Exercise requirements:
Below are records to be transcribed exactly; any pictures should be left out.

(Available data)

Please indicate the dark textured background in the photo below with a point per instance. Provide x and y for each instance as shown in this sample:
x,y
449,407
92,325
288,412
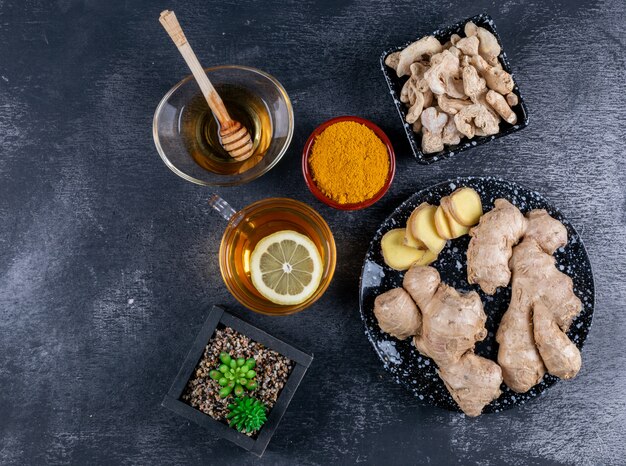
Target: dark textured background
x,y
108,261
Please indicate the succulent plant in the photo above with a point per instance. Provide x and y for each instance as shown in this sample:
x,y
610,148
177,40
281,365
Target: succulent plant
x,y
247,414
234,375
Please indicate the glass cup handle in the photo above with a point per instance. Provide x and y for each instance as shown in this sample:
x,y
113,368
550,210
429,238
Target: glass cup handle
x,y
223,207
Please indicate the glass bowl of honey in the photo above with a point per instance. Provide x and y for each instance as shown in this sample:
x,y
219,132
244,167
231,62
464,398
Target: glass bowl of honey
x,y
257,221
186,133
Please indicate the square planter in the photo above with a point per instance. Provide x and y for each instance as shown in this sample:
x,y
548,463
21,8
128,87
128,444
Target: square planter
x,y
395,86
301,362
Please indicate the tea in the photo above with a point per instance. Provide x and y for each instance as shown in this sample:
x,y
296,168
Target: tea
x,y
257,221
200,129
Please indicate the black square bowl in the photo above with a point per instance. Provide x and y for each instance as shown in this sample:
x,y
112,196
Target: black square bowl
x,y
301,360
395,86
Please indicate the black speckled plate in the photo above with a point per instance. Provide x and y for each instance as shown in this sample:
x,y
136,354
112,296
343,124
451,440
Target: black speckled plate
x,y
418,373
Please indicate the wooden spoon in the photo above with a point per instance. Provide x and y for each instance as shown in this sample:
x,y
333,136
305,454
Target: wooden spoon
x,y
234,136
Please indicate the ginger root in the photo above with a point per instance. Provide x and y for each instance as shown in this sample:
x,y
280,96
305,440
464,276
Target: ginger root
x,y
458,74
397,314
532,334
452,323
491,244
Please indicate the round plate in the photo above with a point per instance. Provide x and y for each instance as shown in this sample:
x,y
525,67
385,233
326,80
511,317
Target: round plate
x,y
418,373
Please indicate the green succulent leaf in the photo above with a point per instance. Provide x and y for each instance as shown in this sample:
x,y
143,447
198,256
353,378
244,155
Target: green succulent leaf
x,y
247,414
234,374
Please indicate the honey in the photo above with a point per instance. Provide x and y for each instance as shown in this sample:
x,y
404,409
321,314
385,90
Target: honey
x,y
200,129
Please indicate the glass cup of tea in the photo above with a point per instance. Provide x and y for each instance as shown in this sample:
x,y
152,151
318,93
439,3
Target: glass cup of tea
x,y
253,223
186,136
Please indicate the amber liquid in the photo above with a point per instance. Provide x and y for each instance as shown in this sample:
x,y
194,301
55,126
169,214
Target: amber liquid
x,y
200,129
256,222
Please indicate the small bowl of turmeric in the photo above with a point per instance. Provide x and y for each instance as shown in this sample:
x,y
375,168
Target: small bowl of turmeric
x,y
348,163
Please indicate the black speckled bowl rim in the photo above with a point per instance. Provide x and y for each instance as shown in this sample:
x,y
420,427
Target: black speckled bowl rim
x,y
395,86
418,373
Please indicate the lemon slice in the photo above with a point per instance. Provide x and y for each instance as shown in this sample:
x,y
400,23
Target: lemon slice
x,y
286,267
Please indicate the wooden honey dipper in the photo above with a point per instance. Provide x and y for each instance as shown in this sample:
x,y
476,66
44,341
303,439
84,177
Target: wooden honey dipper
x,y
234,137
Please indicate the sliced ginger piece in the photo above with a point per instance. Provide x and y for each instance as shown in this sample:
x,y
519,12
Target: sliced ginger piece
x,y
428,258
411,241
422,226
397,255
441,224
466,207
456,229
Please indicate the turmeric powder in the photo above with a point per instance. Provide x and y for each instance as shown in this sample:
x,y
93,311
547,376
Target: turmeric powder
x,y
349,163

(End Available data)

Problem solution:
Please indicate the dark textured background in the photo below with a point per instance. Provide x and y for each instance as shown in this sample:
x,y
449,407
92,325
288,412
Target: dark textured background
x,y
108,261
Please indicate the succulent plant in the photo above with a point per instance. Provide x and y for each instance as shown in this sample:
x,y
610,148
177,40
281,365
Target: succulent plant
x,y
247,414
234,375
Please indicate the glass cup handle in the photo above with a point per instance. Provide x and y for each instance as shown in this sample:
x,y
113,368
550,210
429,238
Target: glass cup handle
x,y
223,207
Please indicate the glass bowl of honey in the photo above with a point per instance. Provide x and y for each instance as shown in this sample:
x,y
219,132
244,167
231,62
464,398
Target: glass bowl of honey
x,y
257,221
186,133
Please indicate the square planter in the photo above with a point per instance. Provide x and y for each instance as shown in this sample:
x,y
548,463
21,8
128,87
128,444
Target: square planter
x,y
395,86
301,362
Please indicate the tea in the photo above with a point per instance. Provide x and y for each instance as shown in this sample:
x,y
296,168
Target: tea
x,y
257,221
200,129
Please indicate the black square bowl in the photo above with a point per instance. Provide x and y for each instance as shown in this sample:
x,y
112,196
Target: black square bowl
x,y
301,360
395,86
Please indicate the black speckled plate in the photo above with a point per instance. Provide x and y for each instance as shown in this sample:
x,y
136,354
112,296
343,124
451,440
Target: black speckled plate
x,y
418,373
Please indicate the wooden spoon in the photo above with a point per instance. Provide x and y for each instance as shown in this sample:
x,y
333,136
305,454
Target: wooden spoon
x,y
234,136
Please indicate the ginger root in the photo above with a point per instance. Provide x and y for each instance as shown in this sample:
x,y
280,96
305,440
464,276
Target: ginger root
x,y
458,74
397,314
532,334
452,323
491,244
Please indicate the round plate in the photo above with a point per instance. Provide x and y for each instance as shown in this sample:
x,y
525,67
385,233
326,80
511,317
Target: round plate
x,y
418,373
Please indicate the green succulent leaf in the photo above with a point per instance. Provide x and y for each instance as shown in this sample:
x,y
143,447
198,256
353,378
244,155
Target: green succulent leaf
x,y
247,414
234,374
Please indicate the honey in the photo above with a point per instance. Provide x and y for each instance as shown in this sample:
x,y
404,409
321,314
385,90
Target: honey
x,y
200,129
Please indicate the glass cup of tea in the photo above with a point per instance. Provide x and y for each instance as shown in this sample:
x,y
152,151
318,93
439,3
Target: glass cup of tea
x,y
253,223
186,136
Please indicate the amber liquid in the photo above with a point per instance. Provide x and y for each instance as shown in this sample:
x,y
194,301
55,126
169,214
Target: amber liquid
x,y
200,129
256,222
Please indicate the small bowl of turmeric in the photo above with a point per instance. Provide x and y for each instance as shown in this sample:
x,y
375,168
Target: small bowl of turmeric
x,y
348,163
Please indicate the black speckled bowl rim in the photo above with a point per instance. Provide x and y for each instance as shown in this sample:
x,y
420,427
Target: black speckled bowl rim
x,y
395,86
418,373
Please indicate the lemon slice in the photo above with a point per instance. Provide x and y for each instance as shown in this sample:
x,y
400,23
Target: lemon slice
x,y
286,267
Please indicate the wooden honey dipper in the photo above with a point per instance. Provide x and y for each instance as shown in this sample:
x,y
476,66
44,341
303,439
84,177
Target: wooden honey dipper
x,y
234,137
Please indicate the sliced ginger piece in the photo above with a point per instance. Provide x and y for each instance as shown in this sample:
x,y
519,12
Target: sliced ginger piece
x,y
428,258
411,241
422,226
397,255
441,224
466,207
456,229
Please indicate the turmeric powder in the photo above with a point per instance. Provide x and y for each instance as shown in this sample:
x,y
93,311
547,376
Target: turmeric powder
x,y
349,163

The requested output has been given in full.